## Data items
----------
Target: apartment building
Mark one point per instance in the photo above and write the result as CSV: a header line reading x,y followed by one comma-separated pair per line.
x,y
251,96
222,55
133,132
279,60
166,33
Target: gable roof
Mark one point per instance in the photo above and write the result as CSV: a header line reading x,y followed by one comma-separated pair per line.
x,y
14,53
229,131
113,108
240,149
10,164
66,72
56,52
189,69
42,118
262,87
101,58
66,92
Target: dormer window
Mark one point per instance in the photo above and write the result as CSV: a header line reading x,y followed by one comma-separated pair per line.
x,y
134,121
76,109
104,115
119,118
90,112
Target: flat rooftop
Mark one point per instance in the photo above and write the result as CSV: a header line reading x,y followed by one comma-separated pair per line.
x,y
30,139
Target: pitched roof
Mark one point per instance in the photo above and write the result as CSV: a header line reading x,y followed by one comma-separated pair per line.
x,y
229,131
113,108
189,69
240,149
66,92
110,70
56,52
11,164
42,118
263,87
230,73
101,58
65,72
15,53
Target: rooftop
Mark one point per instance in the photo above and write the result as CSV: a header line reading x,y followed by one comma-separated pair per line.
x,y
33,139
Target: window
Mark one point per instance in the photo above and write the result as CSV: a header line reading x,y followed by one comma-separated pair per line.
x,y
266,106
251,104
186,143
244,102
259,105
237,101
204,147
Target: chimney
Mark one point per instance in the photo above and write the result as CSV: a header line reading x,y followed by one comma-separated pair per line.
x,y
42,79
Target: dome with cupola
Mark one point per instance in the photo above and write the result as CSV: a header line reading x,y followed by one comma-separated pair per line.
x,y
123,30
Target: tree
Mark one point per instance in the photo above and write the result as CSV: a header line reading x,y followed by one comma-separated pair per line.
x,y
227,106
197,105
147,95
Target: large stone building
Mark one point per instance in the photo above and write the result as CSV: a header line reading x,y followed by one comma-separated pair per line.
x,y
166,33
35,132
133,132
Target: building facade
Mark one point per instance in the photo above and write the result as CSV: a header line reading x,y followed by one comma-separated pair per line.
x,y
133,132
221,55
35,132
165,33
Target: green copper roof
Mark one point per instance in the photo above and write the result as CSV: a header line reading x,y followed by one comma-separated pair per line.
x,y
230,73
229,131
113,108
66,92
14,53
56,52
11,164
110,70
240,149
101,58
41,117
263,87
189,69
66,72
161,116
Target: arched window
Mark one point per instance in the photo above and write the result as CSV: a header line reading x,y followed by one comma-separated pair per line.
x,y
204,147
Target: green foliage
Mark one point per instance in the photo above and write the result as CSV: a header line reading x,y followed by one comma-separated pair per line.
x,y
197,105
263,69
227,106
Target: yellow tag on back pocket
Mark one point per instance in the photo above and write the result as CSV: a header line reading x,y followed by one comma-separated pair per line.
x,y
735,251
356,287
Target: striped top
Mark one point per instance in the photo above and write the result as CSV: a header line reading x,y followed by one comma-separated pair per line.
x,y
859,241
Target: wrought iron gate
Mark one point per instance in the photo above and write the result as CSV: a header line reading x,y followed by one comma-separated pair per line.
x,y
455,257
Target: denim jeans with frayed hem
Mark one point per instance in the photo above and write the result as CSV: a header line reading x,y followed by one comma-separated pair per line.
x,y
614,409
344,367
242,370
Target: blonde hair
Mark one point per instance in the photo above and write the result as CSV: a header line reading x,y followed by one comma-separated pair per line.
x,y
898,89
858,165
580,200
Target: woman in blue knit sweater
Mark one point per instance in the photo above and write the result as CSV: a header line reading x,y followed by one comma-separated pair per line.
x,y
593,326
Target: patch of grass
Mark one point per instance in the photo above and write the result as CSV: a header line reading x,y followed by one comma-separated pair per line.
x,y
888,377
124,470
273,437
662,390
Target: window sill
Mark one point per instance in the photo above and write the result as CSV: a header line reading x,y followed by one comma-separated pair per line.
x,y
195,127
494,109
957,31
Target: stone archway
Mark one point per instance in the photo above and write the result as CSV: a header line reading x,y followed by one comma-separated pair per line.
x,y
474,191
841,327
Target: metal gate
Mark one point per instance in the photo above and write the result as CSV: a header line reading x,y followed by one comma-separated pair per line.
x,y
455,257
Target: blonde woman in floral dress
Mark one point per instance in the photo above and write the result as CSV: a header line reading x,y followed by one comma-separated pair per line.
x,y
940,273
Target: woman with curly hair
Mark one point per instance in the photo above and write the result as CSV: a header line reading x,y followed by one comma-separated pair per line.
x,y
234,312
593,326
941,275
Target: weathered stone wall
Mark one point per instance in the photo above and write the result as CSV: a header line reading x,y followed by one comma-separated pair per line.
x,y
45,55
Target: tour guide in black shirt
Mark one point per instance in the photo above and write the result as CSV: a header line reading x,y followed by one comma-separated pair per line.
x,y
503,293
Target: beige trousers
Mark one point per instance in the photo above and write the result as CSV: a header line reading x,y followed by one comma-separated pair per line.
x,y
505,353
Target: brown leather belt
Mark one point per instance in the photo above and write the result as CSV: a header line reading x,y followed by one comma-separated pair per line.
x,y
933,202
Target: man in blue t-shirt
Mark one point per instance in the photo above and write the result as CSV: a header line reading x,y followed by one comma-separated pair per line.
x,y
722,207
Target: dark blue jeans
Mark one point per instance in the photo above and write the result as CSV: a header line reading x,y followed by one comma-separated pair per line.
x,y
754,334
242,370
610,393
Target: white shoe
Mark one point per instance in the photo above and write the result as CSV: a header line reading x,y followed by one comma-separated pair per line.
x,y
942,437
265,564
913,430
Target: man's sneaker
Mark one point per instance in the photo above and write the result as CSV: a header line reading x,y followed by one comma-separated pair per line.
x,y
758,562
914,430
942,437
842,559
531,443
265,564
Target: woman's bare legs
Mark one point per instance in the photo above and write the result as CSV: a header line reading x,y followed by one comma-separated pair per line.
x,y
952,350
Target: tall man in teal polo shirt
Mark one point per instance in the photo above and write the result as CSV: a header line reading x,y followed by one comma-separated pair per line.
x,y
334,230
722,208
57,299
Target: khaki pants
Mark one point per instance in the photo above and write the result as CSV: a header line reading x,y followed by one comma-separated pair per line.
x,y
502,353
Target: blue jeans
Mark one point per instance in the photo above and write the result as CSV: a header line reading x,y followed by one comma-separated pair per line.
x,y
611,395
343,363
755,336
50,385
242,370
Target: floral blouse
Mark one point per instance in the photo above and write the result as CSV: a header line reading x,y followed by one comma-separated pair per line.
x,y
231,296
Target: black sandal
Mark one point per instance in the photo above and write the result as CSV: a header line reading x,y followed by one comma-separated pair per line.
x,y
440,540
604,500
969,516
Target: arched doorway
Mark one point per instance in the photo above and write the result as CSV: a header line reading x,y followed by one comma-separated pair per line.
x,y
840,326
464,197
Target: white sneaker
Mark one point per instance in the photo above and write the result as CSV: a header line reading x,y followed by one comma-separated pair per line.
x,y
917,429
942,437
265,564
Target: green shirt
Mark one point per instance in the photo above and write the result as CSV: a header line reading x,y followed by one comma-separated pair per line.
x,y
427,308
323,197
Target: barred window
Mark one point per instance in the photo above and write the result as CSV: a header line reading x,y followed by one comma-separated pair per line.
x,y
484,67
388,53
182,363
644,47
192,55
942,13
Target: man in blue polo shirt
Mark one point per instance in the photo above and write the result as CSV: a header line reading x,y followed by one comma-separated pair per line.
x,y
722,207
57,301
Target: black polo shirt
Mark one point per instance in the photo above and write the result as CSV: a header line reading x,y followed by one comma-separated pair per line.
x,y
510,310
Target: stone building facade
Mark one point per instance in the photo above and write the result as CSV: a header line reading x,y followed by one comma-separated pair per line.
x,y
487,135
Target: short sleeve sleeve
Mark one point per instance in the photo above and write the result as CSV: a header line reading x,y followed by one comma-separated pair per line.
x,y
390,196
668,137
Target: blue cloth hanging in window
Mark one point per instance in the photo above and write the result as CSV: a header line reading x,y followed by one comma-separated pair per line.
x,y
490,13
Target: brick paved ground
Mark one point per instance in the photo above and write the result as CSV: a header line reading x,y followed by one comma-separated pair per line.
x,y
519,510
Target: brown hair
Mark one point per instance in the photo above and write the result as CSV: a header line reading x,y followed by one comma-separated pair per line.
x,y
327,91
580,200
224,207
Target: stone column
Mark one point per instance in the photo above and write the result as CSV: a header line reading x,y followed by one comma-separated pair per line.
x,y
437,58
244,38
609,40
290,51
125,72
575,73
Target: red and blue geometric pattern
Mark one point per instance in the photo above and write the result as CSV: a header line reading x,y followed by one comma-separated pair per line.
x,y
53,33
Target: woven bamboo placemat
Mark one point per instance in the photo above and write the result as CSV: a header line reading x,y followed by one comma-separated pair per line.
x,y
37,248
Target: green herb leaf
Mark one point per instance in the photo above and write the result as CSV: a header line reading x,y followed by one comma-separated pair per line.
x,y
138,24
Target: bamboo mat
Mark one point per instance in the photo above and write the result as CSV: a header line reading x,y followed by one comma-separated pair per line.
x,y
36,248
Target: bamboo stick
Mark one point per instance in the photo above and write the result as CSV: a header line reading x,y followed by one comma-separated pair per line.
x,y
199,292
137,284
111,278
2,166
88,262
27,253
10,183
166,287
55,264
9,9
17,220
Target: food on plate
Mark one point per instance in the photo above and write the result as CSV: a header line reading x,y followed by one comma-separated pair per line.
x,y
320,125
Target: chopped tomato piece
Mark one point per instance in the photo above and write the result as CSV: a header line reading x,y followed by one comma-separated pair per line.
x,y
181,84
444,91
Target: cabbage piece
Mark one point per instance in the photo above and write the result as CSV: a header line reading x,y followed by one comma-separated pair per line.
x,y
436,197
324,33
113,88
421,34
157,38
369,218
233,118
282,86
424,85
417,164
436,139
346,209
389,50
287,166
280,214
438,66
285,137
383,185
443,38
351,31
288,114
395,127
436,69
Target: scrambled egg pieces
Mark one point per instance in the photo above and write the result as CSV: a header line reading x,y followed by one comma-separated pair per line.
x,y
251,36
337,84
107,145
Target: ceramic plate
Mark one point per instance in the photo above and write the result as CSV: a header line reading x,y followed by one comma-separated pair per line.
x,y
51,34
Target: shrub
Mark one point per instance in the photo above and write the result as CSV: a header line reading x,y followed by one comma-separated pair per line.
----------
## Required action
Among the entries, how many lines carry "arched"? Reply with a number and nothing else.

## Response to the task
2